Exactly as given, write out the lines from the one containing "target | classroom whiteboard" through the end of the listing, with both ends included and nothing else.

■ **Stored items**:
※ ※ ※
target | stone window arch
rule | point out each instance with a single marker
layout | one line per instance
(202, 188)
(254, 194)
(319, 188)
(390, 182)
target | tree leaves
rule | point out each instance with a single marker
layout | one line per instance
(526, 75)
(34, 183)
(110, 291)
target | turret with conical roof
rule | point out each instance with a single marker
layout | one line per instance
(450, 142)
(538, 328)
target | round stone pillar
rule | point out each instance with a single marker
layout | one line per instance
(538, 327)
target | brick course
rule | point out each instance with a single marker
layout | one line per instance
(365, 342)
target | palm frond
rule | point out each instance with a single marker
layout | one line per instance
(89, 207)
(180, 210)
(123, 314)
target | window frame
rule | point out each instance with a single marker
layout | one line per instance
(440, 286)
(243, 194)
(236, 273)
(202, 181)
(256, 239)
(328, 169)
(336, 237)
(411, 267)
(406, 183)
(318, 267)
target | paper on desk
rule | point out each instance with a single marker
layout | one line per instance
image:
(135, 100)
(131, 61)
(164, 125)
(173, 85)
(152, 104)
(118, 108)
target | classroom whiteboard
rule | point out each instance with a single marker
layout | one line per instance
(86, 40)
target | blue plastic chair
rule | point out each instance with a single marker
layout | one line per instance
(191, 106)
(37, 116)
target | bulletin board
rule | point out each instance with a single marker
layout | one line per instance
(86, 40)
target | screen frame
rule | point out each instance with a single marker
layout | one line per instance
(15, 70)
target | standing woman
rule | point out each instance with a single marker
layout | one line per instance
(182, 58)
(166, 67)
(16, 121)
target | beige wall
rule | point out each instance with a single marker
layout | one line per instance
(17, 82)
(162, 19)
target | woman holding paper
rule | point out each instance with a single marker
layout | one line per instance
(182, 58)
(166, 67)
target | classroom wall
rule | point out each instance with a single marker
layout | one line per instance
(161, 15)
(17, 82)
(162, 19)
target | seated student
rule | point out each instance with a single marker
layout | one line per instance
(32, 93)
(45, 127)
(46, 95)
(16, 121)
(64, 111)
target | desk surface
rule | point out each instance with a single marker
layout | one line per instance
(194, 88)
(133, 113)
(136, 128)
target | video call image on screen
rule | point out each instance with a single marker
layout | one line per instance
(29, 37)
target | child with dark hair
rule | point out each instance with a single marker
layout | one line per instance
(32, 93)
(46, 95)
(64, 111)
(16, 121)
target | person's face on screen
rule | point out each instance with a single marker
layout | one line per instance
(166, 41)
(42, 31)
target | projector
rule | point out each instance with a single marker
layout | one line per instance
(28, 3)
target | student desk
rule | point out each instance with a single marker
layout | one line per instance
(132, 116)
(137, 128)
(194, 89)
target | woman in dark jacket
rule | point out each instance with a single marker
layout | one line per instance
※ ※ ※
■ **Result of the task**:
target | classroom whiteboard
rule | point out each instance with a single marker
layout | one line per instance
(86, 40)
target | blue plastic chair
rule | point out each instance with a single marker
layout | one line per instance
(191, 106)
(37, 116)
target | bulletin board
rule | point out each instance with a single marker
layout | one line per instance
(86, 40)
target | screen frame
rule | point out each instance with a single marker
layout | one line per instance
(15, 70)
target | standing woman
rule | point out each instance with a single marker
layout | one line per instance
(182, 58)
(166, 67)
(16, 121)
target | beige wall
rule | point out each instance with a single marker
layout | one line per instance
(17, 82)
(162, 19)
target | woman holding paper
rule | point out each instance with a single marker
layout | one line per instance
(182, 58)
(166, 67)
target | classroom wall
rule | point out each instance with a single marker
layout | one line per instance
(161, 15)
(17, 82)
(162, 19)
target | seated student
rule | point out each instance with a single marker
layout | one line per instance
(32, 93)
(45, 127)
(46, 95)
(16, 121)
(64, 111)
target | desk surface
rule | point out each instance with a single marker
layout | one line per instance
(194, 88)
(133, 113)
(136, 128)
target | video call image on screen
rule | point out each instance with a single marker
layout | one line per instance
(29, 37)
target | child with dark hair
rule | point out each instance with a single marker
layout | one line per instance
(32, 93)
(46, 95)
(64, 111)
(16, 121)
target | person's face on screen
rule | point out each instance with a single marker
layout | one line per instance
(166, 41)
(42, 31)
target | projector
rule | point out each instance with a single marker
layout | one line per instance
(28, 3)
target | student desk
rule | point out each instance with a single marker
layout | one line per instance
(132, 116)
(137, 128)
(194, 89)
target | woman in dark jacket
rule | point out each instance with a single marker
layout | one line per instance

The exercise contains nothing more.